_BRIEF:_ Among the records below, find the lines that contain "nose" and copy each of them.
----
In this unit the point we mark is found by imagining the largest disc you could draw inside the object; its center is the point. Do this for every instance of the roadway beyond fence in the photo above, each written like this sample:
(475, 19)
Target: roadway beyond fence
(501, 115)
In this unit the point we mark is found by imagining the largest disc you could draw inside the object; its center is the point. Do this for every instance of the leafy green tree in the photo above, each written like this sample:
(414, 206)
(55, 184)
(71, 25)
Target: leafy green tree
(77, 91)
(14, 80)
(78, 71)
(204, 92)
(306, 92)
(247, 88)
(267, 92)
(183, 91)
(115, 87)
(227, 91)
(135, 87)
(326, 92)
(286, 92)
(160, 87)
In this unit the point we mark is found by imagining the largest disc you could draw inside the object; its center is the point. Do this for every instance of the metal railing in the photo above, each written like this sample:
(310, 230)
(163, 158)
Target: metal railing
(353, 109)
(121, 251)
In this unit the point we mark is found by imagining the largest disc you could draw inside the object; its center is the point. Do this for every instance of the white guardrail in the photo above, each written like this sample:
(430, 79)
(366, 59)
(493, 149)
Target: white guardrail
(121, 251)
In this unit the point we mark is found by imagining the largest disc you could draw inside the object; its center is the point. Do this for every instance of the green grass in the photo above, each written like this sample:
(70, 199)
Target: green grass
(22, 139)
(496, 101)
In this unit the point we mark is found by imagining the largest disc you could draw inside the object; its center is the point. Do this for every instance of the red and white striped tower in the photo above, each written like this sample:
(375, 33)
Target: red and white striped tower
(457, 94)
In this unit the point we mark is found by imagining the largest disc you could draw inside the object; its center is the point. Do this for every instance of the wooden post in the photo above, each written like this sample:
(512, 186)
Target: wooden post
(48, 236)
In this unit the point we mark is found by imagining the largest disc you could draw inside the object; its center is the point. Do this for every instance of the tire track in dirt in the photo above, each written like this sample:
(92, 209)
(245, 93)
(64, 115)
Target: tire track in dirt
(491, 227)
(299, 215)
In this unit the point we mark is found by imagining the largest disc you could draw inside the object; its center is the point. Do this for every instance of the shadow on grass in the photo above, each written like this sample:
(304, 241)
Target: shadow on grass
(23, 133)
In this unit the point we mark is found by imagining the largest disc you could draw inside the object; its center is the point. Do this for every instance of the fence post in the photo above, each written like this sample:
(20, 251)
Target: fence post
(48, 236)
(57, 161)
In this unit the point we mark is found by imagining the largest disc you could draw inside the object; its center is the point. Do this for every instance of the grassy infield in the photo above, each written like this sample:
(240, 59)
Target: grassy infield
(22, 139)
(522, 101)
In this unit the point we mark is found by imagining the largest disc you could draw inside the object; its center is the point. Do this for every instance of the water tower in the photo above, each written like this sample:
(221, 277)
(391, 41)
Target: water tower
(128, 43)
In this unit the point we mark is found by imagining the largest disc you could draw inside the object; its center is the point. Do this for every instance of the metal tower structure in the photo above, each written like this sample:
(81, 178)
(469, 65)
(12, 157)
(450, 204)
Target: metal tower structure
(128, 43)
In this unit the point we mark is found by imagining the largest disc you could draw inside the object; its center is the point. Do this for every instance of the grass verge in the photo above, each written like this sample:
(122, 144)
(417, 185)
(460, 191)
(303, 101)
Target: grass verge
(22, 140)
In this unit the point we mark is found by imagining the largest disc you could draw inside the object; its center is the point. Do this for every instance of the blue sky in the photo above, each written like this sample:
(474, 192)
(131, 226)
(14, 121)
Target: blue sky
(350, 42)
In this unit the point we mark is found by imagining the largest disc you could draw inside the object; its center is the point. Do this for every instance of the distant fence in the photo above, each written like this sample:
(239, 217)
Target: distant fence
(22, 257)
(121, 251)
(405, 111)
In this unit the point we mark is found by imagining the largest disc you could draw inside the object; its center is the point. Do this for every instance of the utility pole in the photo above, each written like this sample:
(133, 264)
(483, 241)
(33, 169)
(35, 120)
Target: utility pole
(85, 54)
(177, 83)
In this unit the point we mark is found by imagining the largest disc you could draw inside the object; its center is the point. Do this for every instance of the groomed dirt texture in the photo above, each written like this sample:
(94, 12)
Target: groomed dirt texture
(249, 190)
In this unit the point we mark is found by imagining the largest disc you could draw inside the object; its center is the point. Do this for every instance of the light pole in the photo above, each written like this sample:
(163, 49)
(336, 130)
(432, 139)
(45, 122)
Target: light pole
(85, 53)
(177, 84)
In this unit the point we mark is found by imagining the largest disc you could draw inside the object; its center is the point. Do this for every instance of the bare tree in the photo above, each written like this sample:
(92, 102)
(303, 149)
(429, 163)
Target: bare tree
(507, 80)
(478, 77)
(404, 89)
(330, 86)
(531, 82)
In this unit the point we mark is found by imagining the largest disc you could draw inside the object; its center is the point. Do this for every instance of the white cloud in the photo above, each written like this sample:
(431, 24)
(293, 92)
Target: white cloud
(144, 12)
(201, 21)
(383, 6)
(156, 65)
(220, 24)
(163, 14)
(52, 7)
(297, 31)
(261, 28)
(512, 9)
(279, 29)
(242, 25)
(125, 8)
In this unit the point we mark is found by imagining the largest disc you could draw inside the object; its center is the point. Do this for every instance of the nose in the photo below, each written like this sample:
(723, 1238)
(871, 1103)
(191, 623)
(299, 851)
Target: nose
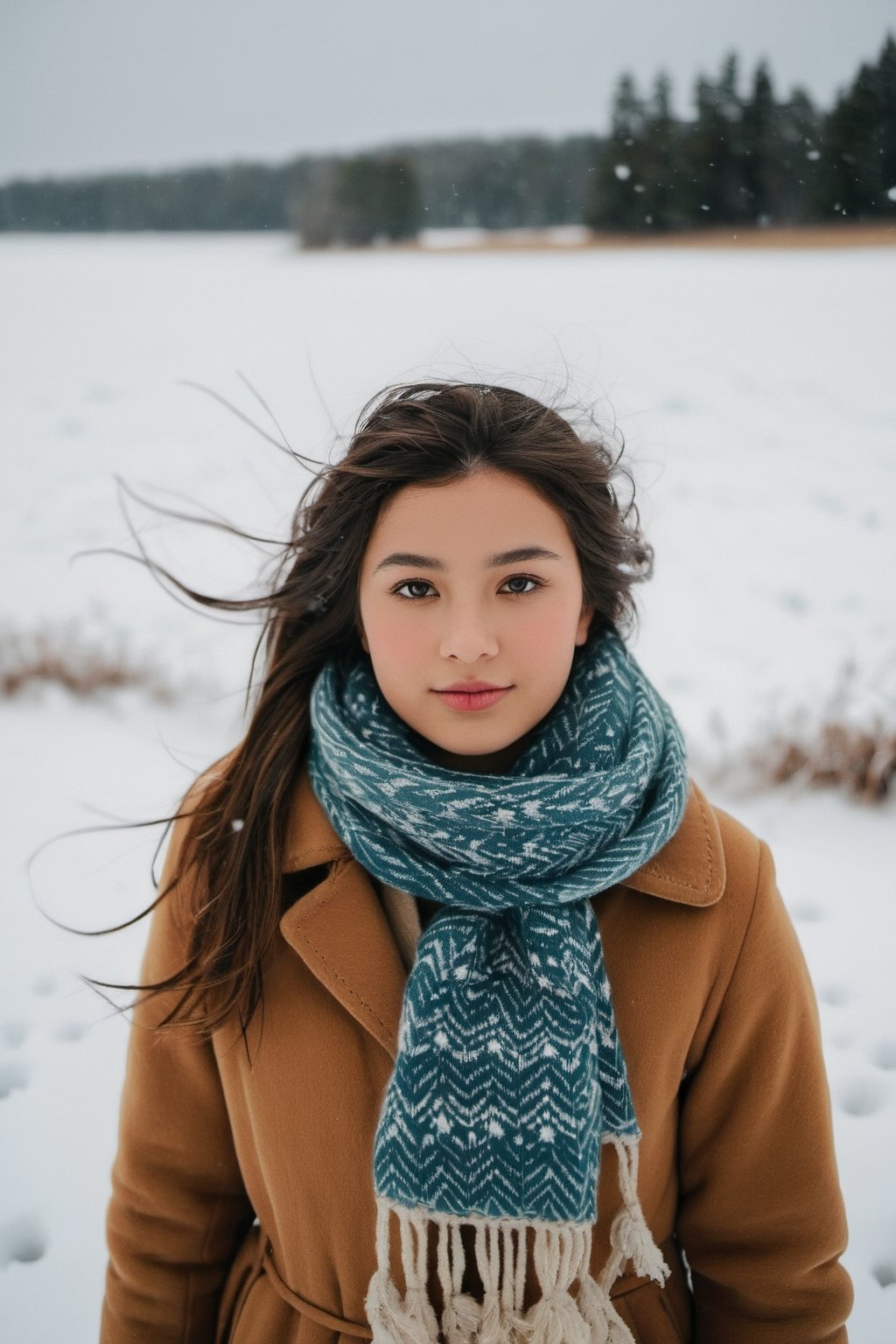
----
_SOLUTION TO THIS EXERCISE:_
In this unit the point we mark is found by imagining the largest disc you could draw inside the object; its center is the point. Do this for every instance of the nose in the photo below, each written like this sample:
Target: nose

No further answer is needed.